** Opening Records supplied block **

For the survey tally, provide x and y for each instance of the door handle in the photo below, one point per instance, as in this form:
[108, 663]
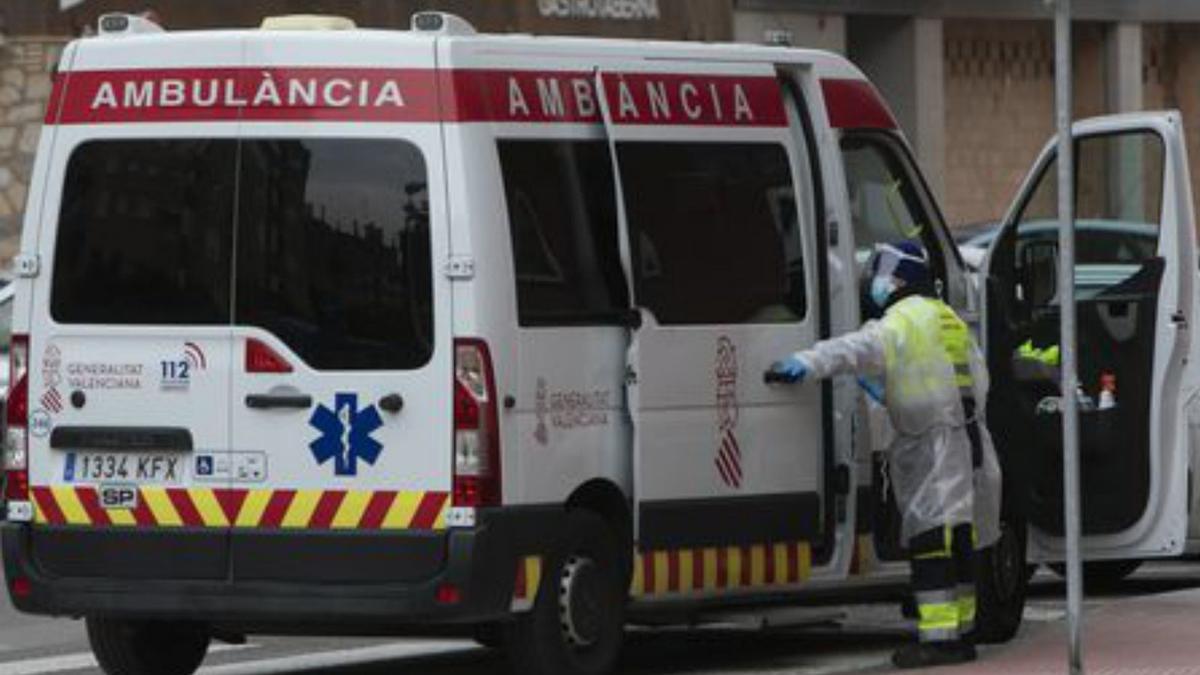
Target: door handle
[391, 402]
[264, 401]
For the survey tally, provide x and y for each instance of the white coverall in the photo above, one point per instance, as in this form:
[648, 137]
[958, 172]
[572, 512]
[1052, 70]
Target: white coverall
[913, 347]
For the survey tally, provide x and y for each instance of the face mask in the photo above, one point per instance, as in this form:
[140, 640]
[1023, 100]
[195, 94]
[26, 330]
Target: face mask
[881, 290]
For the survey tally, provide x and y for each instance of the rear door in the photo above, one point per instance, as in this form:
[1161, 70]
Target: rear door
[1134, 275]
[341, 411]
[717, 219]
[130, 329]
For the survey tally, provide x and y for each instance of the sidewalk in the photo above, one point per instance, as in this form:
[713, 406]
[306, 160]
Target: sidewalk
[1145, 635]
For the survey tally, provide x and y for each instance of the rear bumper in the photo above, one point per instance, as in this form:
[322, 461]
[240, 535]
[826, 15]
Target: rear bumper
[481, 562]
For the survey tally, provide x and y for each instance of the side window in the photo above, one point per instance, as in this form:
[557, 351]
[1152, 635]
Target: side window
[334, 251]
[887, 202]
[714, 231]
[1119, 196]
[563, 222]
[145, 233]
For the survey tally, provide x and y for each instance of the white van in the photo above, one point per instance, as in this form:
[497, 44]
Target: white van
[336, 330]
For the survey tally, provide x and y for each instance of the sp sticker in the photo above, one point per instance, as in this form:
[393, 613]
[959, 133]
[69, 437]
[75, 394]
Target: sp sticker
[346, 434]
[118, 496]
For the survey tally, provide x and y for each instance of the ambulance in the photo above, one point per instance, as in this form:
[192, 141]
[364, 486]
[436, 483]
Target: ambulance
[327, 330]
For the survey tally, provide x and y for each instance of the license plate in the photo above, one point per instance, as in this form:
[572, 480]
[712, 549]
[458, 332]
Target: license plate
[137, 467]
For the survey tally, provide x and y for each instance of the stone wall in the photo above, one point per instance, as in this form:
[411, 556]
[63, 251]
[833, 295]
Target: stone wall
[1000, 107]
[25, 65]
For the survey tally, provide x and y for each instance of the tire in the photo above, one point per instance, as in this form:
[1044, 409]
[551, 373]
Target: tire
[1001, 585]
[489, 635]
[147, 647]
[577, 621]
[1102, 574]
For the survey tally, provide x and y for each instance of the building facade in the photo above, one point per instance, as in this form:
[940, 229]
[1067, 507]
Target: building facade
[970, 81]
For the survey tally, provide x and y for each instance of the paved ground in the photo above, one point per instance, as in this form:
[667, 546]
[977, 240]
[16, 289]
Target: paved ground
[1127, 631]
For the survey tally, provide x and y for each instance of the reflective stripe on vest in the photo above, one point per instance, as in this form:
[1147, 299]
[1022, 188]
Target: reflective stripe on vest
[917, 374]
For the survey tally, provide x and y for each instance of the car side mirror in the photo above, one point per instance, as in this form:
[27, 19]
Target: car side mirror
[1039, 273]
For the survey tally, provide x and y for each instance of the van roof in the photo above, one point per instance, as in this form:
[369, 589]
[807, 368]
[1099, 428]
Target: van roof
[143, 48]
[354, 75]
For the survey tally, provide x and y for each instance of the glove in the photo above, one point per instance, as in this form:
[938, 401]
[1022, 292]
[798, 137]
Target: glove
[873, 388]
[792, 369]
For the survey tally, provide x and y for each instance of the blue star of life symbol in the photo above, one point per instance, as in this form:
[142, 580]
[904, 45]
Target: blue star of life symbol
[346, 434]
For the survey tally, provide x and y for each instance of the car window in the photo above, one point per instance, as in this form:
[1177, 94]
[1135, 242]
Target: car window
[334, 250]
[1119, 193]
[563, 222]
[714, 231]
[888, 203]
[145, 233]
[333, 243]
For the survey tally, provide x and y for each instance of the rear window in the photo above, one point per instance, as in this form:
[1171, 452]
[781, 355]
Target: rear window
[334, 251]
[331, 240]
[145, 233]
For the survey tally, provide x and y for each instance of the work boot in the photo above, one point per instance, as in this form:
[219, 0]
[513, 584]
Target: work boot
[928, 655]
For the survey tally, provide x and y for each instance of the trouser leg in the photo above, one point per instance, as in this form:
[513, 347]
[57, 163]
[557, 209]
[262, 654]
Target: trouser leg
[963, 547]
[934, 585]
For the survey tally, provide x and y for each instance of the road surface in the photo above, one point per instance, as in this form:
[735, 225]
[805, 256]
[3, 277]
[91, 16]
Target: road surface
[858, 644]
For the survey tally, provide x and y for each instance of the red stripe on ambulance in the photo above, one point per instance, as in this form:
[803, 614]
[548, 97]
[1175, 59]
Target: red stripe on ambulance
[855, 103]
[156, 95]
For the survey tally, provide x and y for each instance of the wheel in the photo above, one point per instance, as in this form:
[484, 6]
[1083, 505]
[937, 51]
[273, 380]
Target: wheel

** Closing Records supplied block **

Problem description: The data must be printed exactly, image-free.

Solution for this problem:
For the survey tally, provide x and y for each instance of the door handle in the photo below, one point per instance, as in this form:
[108, 663]
Target: door handle
[391, 402]
[264, 401]
For the survey tally, provide x and y for each instance of the white coverall in the photo above, one point per instance, as in this form:
[648, 137]
[958, 172]
[572, 512]
[1052, 70]
Target: white coverall
[913, 347]
For the survey tally, provide x and y for each instance of the face mask in the photo above, one point per instance, as in this form:
[140, 640]
[1023, 100]
[195, 94]
[26, 330]
Target: face mask
[881, 290]
For the survey tally, provide x and y for each instance of the rear door in the photo above, one point per instance, as in this form:
[1161, 70]
Target: rear door
[1134, 275]
[341, 411]
[717, 219]
[130, 329]
For the survey tally, provide x and y for each instance of the sidewalk in the photo above, one point per instance, as in this form:
[713, 406]
[306, 160]
Target: sidewalk
[1145, 635]
For the survey tally, provide x and y for each instance of the rear bumper in the photo above, one point per instance, as in this form:
[322, 461]
[240, 535]
[826, 15]
Target: rear bumper
[481, 562]
For the survey tally, provide x and y for each instance of the side window in the photo above, one point per instance, as in this form:
[557, 351]
[1152, 635]
Target: side window
[334, 251]
[887, 202]
[714, 231]
[1119, 196]
[563, 222]
[145, 233]
For the survey tally, provide x and y for each instance of the white van in the photo above, one point per instance, as in this form:
[497, 44]
Target: white van
[336, 330]
For the survey tally, provide x and y for each instance of the sp sticker in the photo above, one point per instance, as in this form:
[393, 613]
[959, 133]
[69, 437]
[75, 394]
Target: sp sticker
[346, 434]
[118, 496]
For the survey tally, provide x and y for each instance of the ambulance in the photo above, one point per instance, as in this form:
[192, 141]
[364, 486]
[436, 483]
Target: ambulance
[327, 330]
For the survey tally, provide x and y for each instance of the license plate in the photo above, one point per instance, as in this form:
[572, 480]
[712, 549]
[458, 332]
Target: license plate
[137, 467]
For the survey tally, provide x and y for each instance of the stone wall in the photo above, one point per instance, as in this form:
[411, 556]
[63, 251]
[833, 295]
Target: stone wall
[1000, 107]
[25, 65]
For the survey tally, provide x and y for each instance of the tire in the photo above, one point per instance, as in this form:
[1044, 409]
[551, 373]
Target: tire
[1001, 585]
[489, 635]
[147, 647]
[577, 621]
[1102, 574]
For the survey tally, provide x and y for each instance of the building facade in the photo above, one point per instance, as in this form:
[940, 229]
[1067, 507]
Target: building facade
[970, 81]
For the survey tally, provide x and y for each instance of the paved ground in the photo above, one point per instance, as in this form:
[667, 546]
[977, 240]
[16, 289]
Target: paved ground
[1127, 631]
For the survey tally, provide x and y for each instance of the reflective stripe on vest in the photo above, one point per instance, as in this form:
[1147, 299]
[1022, 188]
Target: reflective stripe on vest
[917, 374]
For the survey tally, provide x and y for each instance of the car side mirror in the photo above, one point per instance, as in this form:
[27, 19]
Target: car side mirror
[1039, 273]
For the survey tally, provide x and y for each instance of the van roof in the photo above, one point per instance, as in this form:
[369, 589]
[807, 368]
[1099, 428]
Target: van roof
[143, 48]
[354, 75]
For the survey tally, provide x and y for each instance of the glove in the photo above, one point per instance, as in this form:
[938, 401]
[1022, 292]
[798, 137]
Target: glove
[873, 388]
[792, 369]
For the survey tally, provide x and y for each instance of the blue star of life symbol in the photo above, one point per instance, as in this form:
[142, 580]
[904, 45]
Target: blue star of life symbol
[346, 434]
For the survey tally, provide x and y for each instance of the car window in the photo above, one point per instance, as in this form:
[1177, 94]
[1135, 242]
Target: car window
[334, 250]
[1119, 193]
[563, 222]
[714, 231]
[888, 203]
[145, 233]
[333, 243]
For the survey tally, provide x and y for each instance of the rear window in the photo above, one point per instance, as in this form:
[1171, 452]
[781, 355]
Target: rear window
[334, 251]
[331, 240]
[145, 233]
For the survey tally, provide x and y for each instance of the work boot in the photo above, one point per instance, as in this form:
[219, 0]
[513, 584]
Target: work boot
[928, 655]
For the survey tally, provide x and y for each instance of the trouser leg in the photo above, one point per instance, as in this form:
[513, 347]
[57, 163]
[557, 209]
[262, 654]
Target: trouser leg
[963, 547]
[934, 585]
For the survey tally, provide x and y for each instance of the road surface in the photo above, one point per instance, as in this form:
[735, 225]
[805, 256]
[3, 277]
[91, 16]
Target: road surface
[858, 644]
For the survey tally, provide x and y for each instance of the red stripe on ambulance in the photo above, one point per instance, as in this form:
[803, 614]
[548, 97]
[1175, 59]
Target: red stripe on ambulance
[855, 103]
[156, 95]
For the survey tally, provide x and y for each instance of the wheel in the photo above, one point per instance, as in this form:
[484, 6]
[1083, 505]
[937, 51]
[273, 380]
Target: wheel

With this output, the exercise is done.